• EXERCISE DIRECTIONS: Below are records; repeat them all exactly.

***** THE DATA *****

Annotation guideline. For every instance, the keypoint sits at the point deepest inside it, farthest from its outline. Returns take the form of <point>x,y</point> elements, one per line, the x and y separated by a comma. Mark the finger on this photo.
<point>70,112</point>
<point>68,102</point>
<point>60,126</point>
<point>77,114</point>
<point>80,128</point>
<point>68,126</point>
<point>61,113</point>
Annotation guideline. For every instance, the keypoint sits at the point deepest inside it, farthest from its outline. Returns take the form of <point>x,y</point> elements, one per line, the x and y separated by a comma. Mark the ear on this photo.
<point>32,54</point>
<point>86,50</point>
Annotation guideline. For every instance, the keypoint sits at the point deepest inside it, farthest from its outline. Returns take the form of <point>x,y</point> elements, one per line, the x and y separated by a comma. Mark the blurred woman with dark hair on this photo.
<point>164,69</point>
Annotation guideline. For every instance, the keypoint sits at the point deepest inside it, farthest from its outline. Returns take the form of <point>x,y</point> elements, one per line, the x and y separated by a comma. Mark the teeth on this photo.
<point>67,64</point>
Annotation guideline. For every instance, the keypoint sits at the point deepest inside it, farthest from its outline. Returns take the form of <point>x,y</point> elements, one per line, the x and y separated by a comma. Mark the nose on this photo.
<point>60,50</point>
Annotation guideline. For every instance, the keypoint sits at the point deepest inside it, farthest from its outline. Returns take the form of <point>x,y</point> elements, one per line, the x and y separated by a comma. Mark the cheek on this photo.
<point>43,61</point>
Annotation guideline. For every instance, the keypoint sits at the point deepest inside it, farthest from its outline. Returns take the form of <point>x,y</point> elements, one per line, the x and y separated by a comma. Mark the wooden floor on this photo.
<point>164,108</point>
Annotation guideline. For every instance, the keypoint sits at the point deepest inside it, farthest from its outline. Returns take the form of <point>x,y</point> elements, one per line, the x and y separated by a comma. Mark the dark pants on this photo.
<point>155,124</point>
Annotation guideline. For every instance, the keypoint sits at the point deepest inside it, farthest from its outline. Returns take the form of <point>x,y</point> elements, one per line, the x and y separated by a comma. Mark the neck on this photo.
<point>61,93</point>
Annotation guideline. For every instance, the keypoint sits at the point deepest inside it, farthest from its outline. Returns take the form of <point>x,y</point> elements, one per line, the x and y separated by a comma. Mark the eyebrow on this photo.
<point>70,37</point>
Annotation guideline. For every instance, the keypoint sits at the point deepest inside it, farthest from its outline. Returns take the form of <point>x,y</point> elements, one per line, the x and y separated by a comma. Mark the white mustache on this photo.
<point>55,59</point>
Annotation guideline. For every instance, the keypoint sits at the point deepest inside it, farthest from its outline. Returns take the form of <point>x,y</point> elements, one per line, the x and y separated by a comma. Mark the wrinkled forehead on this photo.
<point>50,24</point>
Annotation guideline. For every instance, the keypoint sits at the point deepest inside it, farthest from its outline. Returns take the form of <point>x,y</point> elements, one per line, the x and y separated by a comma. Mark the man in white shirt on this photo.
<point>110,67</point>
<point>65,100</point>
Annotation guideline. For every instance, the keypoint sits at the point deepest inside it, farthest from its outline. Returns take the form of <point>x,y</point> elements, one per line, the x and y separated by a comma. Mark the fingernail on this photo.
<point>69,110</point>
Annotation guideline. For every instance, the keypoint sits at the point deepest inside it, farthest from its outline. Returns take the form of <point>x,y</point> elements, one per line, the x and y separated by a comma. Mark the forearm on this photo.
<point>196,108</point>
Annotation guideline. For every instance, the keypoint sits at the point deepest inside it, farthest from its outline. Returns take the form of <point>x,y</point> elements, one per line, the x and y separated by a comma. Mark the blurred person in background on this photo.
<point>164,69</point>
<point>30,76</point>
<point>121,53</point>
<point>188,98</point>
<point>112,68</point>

*****

• ANSWER SECTION:
Annotation guideline. For every instance, the keypoint sits at the point deepest inside it, farthest from its outline. Returns take the form of <point>x,y</point> elements, one per line, the x and y separated by a comma. Mark the finger on this photo.
<point>70,112</point>
<point>68,102</point>
<point>60,126</point>
<point>77,114</point>
<point>80,128</point>
<point>68,126</point>
<point>61,113</point>
Annotation guideline. For every instance, the keypoint sits at the point deepest inside it, farthest from its outline. Returns take the form of <point>x,y</point> elements, one per line, the x and y separated by a comma. Mark the ear on this photo.
<point>32,54</point>
<point>86,50</point>
Annotation guideline. For every instance, the keypoint sits at the point deepest inside it, farthest from its outline. Returns take the form of <point>x,y</point> elements, one per line, the x and y separated by a comma. Mark the blurred woman with dark hair on this photo.
<point>164,69</point>
Annotation guideline. For every instance, the keypoint sits at the point deepest inside it, farthest from its outline. Returns take the form of <point>x,y</point> elements, one per line, the x and y separated by a comma. Mark the teeth on this photo.
<point>67,64</point>
Annotation guideline. For every instance, the keypoint sits at the point deepest inside it, farthest from its outline. Returns take the form of <point>x,y</point> elements, one per line, the x and y separated by a comma. Mark the nose on this photo.
<point>60,50</point>
Annotation guideline. For every instance, the keypoint sits at the point deepest inside it, farthest from its outline. Returns take the form of <point>x,y</point> elements, one per line, the x and y separated by a comma. Mark the cheek on this photo.
<point>43,61</point>
Annotation guideline. For every instance, the keypoint sits at the point deepest inside it, farthest from its outline. Returns take the form of <point>x,y</point> elements, one per line, the x and y separated by a comma. Mark the wooden floor on this photo.
<point>164,108</point>
Annotation guideline. For every instance, the keypoint sits at the point deepest inside it, farthest from its outline. Returns take the form of <point>x,y</point> elements, one per line, the x and y separated by a comma. Mark the dark pants on this photo.
<point>155,124</point>
Annotation guideline. For every instance, the keypoint sits at the point deepest inside it, farthest from its outline. Returns take the form of <point>x,y</point> elements, one per line, the x and y separated by a comma. Mark the neck on this photo.
<point>61,93</point>
Annotation guideline. For every instance, the keypoint sits at the point deepest inside it, farthest from its outline. Returns take the form of <point>x,y</point> elements, one per line, the x and y separated by a comma. Mark the eyebrow on this photo.
<point>70,37</point>
Annotation guideline. For every instance, the keypoint sits at the point deepest inside it, farthest from its outline. Returns take the form of <point>x,y</point> elements, one per line, the x and y separated by a comma. Mark the white mustache on this photo.
<point>55,59</point>
Annotation guideline. For every instance, the keypoint sits at the point deepest inside it, farthest from its outline. Returns take the form of <point>x,y</point> elements, one per line, the x and y separated by a comma. Mark the wrinkled forehead on this photo.
<point>50,24</point>
Annotation guideline. For every instance, the keypoint sits at the point deepest inside it, farthest from its outline. Returns take the form of <point>x,y</point> elements, one per line, the x and y separated by a comma. Mark the man in white shirt on this photo.
<point>110,67</point>
<point>65,100</point>
Annotation guideline. For every instance, the keypoint sits at the point deepest inside it, farthest from its outline. Returns take the form of <point>x,y</point> elements, one per line, the x and y separated by a comma. Mark the fingernail on this photo.
<point>69,110</point>
Annotation guideline. For every instance, the keypoint sits at the point deepest inside it, farthest from its outline. Returns take the form of <point>x,y</point> elements, one per line, the x and y separated by a comma. Mark the forearm on this photo.
<point>196,108</point>
Annotation guideline. For every instance, the keypoint sits at the point deepest inside it, farthest from its outline. Returns take the form of <point>x,y</point> elements, one per line, the x and y separated by a comma. Mark the blurred person in background on this photo.
<point>164,69</point>
<point>30,76</point>
<point>121,53</point>
<point>188,98</point>
<point>112,68</point>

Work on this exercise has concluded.